Task directions: Search the data for the string "positive", and report each line where it is found.

========================

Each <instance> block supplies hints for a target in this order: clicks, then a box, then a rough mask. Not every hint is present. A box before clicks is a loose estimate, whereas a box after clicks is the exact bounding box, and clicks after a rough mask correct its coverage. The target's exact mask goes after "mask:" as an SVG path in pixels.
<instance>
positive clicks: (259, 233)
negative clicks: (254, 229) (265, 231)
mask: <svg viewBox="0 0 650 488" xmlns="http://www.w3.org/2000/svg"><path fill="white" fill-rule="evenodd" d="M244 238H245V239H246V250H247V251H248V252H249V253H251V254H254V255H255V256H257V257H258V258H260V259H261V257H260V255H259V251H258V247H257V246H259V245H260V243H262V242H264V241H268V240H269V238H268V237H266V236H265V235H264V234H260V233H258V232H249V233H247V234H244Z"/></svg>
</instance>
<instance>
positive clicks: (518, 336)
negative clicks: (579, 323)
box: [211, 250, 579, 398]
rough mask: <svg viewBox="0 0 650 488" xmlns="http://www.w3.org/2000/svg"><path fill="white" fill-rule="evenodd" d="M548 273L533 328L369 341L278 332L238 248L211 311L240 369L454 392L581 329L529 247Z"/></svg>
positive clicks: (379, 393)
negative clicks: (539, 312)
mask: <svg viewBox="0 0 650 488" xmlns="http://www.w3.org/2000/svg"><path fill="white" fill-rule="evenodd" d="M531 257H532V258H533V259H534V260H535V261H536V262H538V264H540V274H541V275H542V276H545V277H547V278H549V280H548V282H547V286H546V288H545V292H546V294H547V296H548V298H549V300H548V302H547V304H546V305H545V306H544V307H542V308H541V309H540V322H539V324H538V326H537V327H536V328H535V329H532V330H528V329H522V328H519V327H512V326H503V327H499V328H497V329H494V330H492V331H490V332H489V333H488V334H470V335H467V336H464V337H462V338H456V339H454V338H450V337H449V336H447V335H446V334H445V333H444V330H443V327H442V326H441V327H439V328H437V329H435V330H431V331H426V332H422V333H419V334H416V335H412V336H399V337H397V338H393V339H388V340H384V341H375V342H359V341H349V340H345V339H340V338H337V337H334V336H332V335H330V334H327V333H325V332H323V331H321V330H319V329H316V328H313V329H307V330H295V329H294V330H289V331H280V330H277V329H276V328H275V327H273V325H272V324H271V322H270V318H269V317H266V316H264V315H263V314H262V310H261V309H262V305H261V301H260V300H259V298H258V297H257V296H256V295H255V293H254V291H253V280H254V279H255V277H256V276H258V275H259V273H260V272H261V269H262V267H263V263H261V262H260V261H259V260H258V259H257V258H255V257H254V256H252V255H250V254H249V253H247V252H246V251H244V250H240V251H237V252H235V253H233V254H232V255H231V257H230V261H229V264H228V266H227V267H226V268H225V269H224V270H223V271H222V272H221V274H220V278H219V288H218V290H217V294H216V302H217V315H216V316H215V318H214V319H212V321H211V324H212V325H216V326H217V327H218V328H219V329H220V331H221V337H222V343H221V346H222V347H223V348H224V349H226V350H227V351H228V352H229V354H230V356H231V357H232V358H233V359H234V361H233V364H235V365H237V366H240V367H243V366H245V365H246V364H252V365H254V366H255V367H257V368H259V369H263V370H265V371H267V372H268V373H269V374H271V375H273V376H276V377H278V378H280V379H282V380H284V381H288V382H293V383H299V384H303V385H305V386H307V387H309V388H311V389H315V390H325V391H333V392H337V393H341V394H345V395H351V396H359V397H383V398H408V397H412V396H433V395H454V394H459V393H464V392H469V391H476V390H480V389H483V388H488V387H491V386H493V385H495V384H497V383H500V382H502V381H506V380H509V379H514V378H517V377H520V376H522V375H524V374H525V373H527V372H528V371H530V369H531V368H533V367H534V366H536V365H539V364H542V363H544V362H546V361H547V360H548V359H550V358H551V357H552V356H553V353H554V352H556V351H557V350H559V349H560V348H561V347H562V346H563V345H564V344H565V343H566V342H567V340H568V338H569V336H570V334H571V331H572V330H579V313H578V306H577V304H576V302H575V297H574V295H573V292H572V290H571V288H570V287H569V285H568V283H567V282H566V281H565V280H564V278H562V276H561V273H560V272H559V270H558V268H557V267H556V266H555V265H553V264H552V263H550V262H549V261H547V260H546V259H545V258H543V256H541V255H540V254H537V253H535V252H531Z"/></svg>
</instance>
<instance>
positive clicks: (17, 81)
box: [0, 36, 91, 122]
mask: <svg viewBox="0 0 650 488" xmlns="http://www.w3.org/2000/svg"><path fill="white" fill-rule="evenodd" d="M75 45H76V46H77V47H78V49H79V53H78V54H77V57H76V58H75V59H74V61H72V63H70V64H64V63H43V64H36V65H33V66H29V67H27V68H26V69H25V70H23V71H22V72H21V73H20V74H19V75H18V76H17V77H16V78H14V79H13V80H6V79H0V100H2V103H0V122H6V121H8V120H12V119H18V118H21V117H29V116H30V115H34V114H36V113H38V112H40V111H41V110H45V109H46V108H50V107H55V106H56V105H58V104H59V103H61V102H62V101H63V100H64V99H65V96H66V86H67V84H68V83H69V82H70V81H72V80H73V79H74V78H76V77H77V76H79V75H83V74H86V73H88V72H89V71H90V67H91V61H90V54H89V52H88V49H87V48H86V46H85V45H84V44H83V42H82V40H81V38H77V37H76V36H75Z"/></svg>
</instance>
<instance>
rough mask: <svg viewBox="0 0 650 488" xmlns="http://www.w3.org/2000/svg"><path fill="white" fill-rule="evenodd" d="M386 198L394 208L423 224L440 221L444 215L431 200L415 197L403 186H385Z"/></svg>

========================

Solved exercise:
positive clicks: (259, 233)
positive clicks: (518, 336)
positive clicks: (379, 393)
positive clicks: (17, 81)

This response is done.